PAGE TEXT:

%%

# Beat'em up in the surf



## skelly (Jan 20, 2010)

Four of us hit the Gtown surf Friday morning at daylight. Walked out at 8:30 or so. Caught about 15 trout to 5 lbs. Topwaters and plastic. Didn't see another fisherman. Awesome morning!!


----------



## POC Fishin' Gal (Nov 20, 2009)

HOLY COW! Great haul-thanks for posting!


----------



## OUTLAW (May 26, 2004)

Yeah good haul. I had croaker and shrimp and caught 1. GALV west end

Sent from my SM-N920V using Tapatalk


----------



## HoustonKid (Dec 29, 2005)

Nice.


----------



## Deerfeeder (Jan 17, 2008)

Sweet !!!

Sent from my Pixel XL using Tapatalk


----------



## creolefish (Apr 29, 2006)

Awesome!! Great to see someone get their young ones out there. He'll cherish that memory always.

%%

GIVEN MATERIAL:
%%

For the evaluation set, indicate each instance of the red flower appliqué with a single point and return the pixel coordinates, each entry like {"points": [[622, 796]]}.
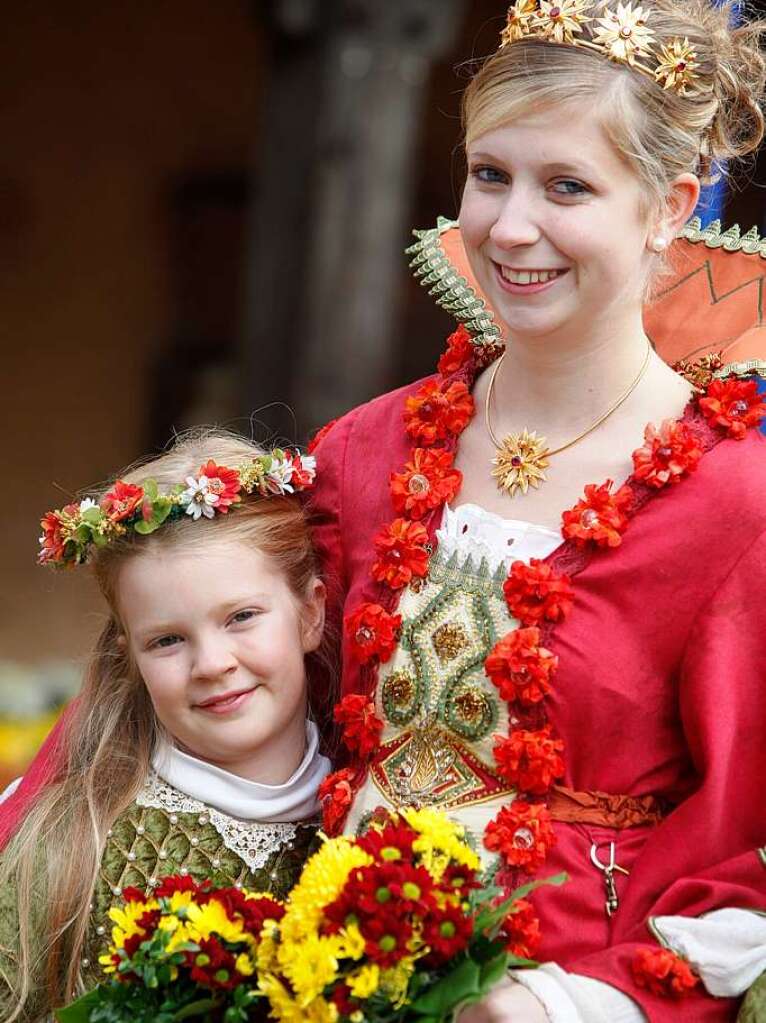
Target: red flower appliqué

%%

JOB:
Return the full surf fishing thread above verbatim, from its title through the final post.

COMPLETED TASK:
# Beat'em up in the surf



## skelly (Jan 20, 2010)

Four of us hit the Gtown surf Friday morning at daylight. Walked out at 8:30 or so. Caught about 15 trout to 5 lbs. Topwaters and plastic. Didn't see another fisherman. Awesome morning!!


----------



## POC Fishin' Gal (Nov 20, 2009)

HOLY COW! Great haul-thanks for posting!


----------



## OUTLAW (May 26, 2004)

Yeah good haul. I had croaker and shrimp and caught 1. GALV west end

Sent from my SM-N920V using Tapatalk


----------



## HoustonKid (Dec 29, 2005)

Nice.


----------



## Deerfeeder (Jan 17, 2008)

Sweet !!!

Sent from my Pixel XL using Tapatalk


----------



## creolefish (Apr 29, 2006)

Awesome!! Great to see someone get their young ones out there. He'll cherish that memory always.